[Entries for bounding box labeling]
- - - -
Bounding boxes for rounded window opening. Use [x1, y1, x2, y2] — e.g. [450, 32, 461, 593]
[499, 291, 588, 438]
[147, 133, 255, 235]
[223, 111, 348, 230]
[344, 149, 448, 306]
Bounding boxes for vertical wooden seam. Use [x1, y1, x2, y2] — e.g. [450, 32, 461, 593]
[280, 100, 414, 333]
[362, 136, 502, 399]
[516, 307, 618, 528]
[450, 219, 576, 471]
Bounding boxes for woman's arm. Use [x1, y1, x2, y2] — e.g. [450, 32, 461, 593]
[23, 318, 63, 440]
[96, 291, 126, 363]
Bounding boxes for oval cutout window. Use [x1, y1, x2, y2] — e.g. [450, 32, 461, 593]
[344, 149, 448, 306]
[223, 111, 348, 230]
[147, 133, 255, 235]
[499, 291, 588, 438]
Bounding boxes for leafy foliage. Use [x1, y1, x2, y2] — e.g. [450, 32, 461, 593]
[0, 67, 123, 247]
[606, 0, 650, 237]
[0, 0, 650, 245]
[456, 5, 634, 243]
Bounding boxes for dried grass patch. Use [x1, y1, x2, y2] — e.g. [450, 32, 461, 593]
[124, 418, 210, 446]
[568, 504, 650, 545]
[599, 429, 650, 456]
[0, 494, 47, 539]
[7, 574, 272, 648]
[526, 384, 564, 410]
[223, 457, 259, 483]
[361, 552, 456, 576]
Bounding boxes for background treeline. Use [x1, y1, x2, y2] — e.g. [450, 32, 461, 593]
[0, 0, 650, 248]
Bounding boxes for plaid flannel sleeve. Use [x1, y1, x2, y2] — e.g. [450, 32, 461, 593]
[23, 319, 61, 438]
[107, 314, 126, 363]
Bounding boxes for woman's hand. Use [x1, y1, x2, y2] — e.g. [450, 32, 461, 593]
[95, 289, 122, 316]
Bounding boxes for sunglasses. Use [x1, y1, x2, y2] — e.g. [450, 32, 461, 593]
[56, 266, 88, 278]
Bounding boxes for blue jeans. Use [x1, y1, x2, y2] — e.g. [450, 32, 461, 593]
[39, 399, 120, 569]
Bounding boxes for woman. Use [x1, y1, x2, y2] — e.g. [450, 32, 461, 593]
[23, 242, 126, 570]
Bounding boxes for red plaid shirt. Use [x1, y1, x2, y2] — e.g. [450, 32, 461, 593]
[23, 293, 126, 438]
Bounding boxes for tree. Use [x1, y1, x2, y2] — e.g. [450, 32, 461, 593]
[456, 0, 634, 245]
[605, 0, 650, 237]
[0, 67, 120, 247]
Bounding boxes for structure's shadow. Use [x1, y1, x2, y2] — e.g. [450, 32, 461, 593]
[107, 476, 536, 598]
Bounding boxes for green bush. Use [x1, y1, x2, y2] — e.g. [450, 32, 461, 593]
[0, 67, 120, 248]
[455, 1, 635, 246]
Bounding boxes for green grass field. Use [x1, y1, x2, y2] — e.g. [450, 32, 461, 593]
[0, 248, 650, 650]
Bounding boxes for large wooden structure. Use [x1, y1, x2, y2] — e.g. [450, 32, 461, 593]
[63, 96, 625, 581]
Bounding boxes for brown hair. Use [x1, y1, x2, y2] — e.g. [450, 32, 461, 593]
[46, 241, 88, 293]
- - - -
[Challenge]:
Render every line of the items above as a JSON array of strings, one string per line, leaving out any blank lines.

[Exercise answer]:
[
  "Bounding boxes for rounded window opening. Use [x1, y1, x2, y2] — e.g. [450, 32, 461, 593]",
  "[499, 291, 588, 438]",
  "[147, 133, 255, 235]",
  "[223, 111, 348, 230]",
  "[344, 149, 448, 306]",
  "Bounding boxes for vertical wooden seam. Use [x1, y1, x2, y2] — e.g. [450, 32, 461, 593]",
  "[280, 100, 414, 333]",
  "[362, 136, 502, 399]",
  "[516, 307, 618, 528]",
  "[450, 219, 576, 471]",
  "Bounding boxes for woman's arm. Use [x1, y1, x2, y2] — e.g. [450, 32, 461, 593]",
  "[23, 318, 63, 440]",
  "[96, 291, 126, 363]",
  "Bounding boxes for oval cutout window. Use [x1, y1, x2, y2] — e.g. [450, 32, 461, 593]",
  "[344, 149, 448, 306]",
  "[223, 111, 348, 230]",
  "[147, 133, 255, 235]",
  "[499, 291, 588, 438]",
  "Bounding boxes for leafy foliage. Use [x1, y1, x2, y2] — e.g. [450, 32, 461, 593]",
  "[0, 67, 123, 247]",
  "[606, 0, 650, 237]",
  "[0, 0, 650, 245]",
  "[456, 5, 634, 243]",
  "Bounding boxes for dried grass patch. Use [x1, y1, x2, y2] — e.g. [450, 32, 461, 593]",
  "[124, 418, 210, 446]",
  "[568, 504, 650, 545]",
  "[599, 429, 650, 456]",
  "[0, 494, 47, 539]",
  "[7, 574, 272, 648]",
  "[526, 384, 564, 410]",
  "[223, 457, 259, 483]",
  "[361, 552, 456, 576]",
  "Bounding boxes for background treeline. Use [x1, y1, x2, y2] — e.g. [450, 32, 461, 593]",
  "[0, 0, 650, 248]",
  "Bounding boxes for plaid flannel sleeve. Use [x1, y1, x2, y2] — e.g. [450, 32, 461, 593]",
  "[23, 319, 61, 438]",
  "[107, 314, 126, 363]",
  "Bounding boxes for woman's hand. Use [x1, y1, x2, y2] — e.g. [450, 32, 461, 593]",
  "[95, 289, 122, 316]",
  "Bounding boxes for sunglasses. Use [x1, y1, x2, y2] — e.g. [450, 32, 461, 593]",
  "[56, 266, 88, 278]",
  "Bounding boxes for blue jeans. Use [x1, y1, x2, y2] — e.g. [450, 32, 461, 593]",
  "[39, 399, 120, 569]",
  "Bounding boxes for woman. Use [x1, y1, x2, y2] — e.g. [450, 32, 461, 593]",
  "[23, 242, 126, 570]",
  "Bounding boxes for red plaid shirt. Use [x1, y1, x2, y2] — e.g. [450, 32, 461, 593]",
  "[23, 293, 126, 438]",
  "Bounding boxes for tree. Use [x1, y1, x2, y2] — e.g. [450, 32, 461, 593]",
  "[456, 0, 634, 245]",
  "[605, 0, 650, 237]",
  "[0, 67, 120, 247]",
  "Bounding boxes for structure's shadow. Use [x1, y1, x2, y2] — e.g. [450, 32, 461, 593]",
  "[107, 476, 536, 598]",
  "Bounding boxes for green bush. Use [x1, y1, x2, y2] — e.g. [450, 32, 461, 593]",
  "[0, 67, 120, 248]",
  "[455, 1, 635, 246]",
  "Bounding boxes for green grass field. Use [x1, y1, x2, y2] — e.g. [450, 32, 461, 593]",
  "[0, 248, 650, 650]",
  "Bounding boxes for large wooden structure. Use [x1, y1, x2, y2] — e.g. [450, 32, 461, 593]",
  "[63, 96, 625, 581]",
  "Bounding boxes for brown hair. Use [x1, y1, x2, y2] — e.g. [450, 32, 461, 593]",
  "[46, 241, 88, 293]"
]